• [Aim A]
Copy the following rows without any changes, beginning with the line that contains "like [370, 931]." and continuing through the last of the rows.

• [Source]

>> begin

# Solved: Unable to Extract Zip Files



## MaraKat (Jan 5, 2011)

Okay...where to start...

Firstly, I have been able to extract zip files before now. I have also downloaded files from this provider without any trouble in the past. I'm using Windows XP.

In this case, I have purchased two music downloads. They are the artist's side project, so he uploaded the zip folders to mediafire. I downloaded the folders, and am able to open them and view the files inside. When I tried to extract the files, the wizard asked me for a password. I e-mailed the artist, who said that the files were not password protected. He wasn't sure what the problem was, but recommended that I try WinZip. When I try to extract the files, WinZip gives me the following message:

The following invalid folder name was encountered in the archive: ""DIES "Talons"\"" 
This folder and any files in it will not appear in the main WinZip window, but you may still be able to extract it by choosing ""All files"" in the Extract dialog. For more information, click on Help or press F1.

It will give this message for every subfolder and file within the main zip folder. I looked through the help contents and at the online help without any success. I re-dowloaded the folders, but nothing changed.


----------



## hewee (Oct 26, 2001)

Is it a file that you can post a link to so I can try to unzip it?


----------



## MaraKat (Jan 5, 2011)

Ooh. I don't want to hinder you, but I think that would fall under unauthorized sharing of the music. The e-mail containing the links has an anti-piracy statement in big bold letters.


----------



## hewee (Oct 26, 2001)

OK then try another zip program. 
7-Zip is free.
http://www.7-zip.org/
7-Zip Portable
http://portableapps.com/apps/utilities/7-zip_portable
and
IZArc
http://www.izarc.org/
IZArc2Go is a portable version.



> "IZArc is a free archiving tool that suports many archive formats like: 7-ZIP, ACE, ARC, ARJ, BH, BZ2, CAB, DEB, GZ,HA, JAR, LHA, LZH, PAK, PK3, RAR, RPM, TAR,TGZ, TZ, ZIP and ZOO. It allows you to drag and drop files from and to Windows Explorer, create multiple archives spanning disks, view and write comments and *there is an integrated password detector, allows you to find the passwords of one password protected zip file*. IZarc has built-in multilanguage support."


Not sure how that works or if it helps. It is not hacking so it will not break the pass protection.


----------



## MaraKat (Jan 5, 2011)

7-Zip worked! At last! (IZArc encountered errors extracting the files, if that's interesting to you).

Thank you so much for your help.


----------



## redoak (Jun 24, 2004)

I use "7-Zip" with ongoing satisfaction. Make it you preferred program for handling zip files.

Click on "Solved" in the upper left of your screen. This will be appreciated by others.

{redoak}


----------

>> end

• [Aim B]
In the thread about extracting zip files, why does MaraKat decline to post a link to the file? Answer in one to three sentences.

• [Extracted material]
>> begin

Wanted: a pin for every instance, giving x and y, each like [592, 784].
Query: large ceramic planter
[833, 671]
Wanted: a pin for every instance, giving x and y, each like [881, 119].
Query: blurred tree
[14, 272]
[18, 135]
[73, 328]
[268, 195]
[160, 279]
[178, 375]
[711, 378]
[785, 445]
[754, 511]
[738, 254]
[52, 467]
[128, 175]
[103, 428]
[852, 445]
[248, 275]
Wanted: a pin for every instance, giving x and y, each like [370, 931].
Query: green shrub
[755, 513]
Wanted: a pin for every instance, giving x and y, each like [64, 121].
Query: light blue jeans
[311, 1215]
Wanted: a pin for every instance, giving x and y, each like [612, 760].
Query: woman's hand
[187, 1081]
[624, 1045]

>> end

• [Written reply A]
Wanted: a pin for every instance, giving x and y, each like [370, 931].
Query: green shrub
[755, 513]
Wanted: a pin for every instance, giving x and y, each like [64, 121].
Query: light blue jeans
[311, 1215]
Wanted: a pin for every instance, giving x and y, each like [612, 760].
Query: woman's hand
[187, 1081]
[624, 1045]

• [Written reply B]
She thinks posting a link would count as unauthorized sharing of the music. The e-mail with the download links has an anti-piracy statement in big bold letters.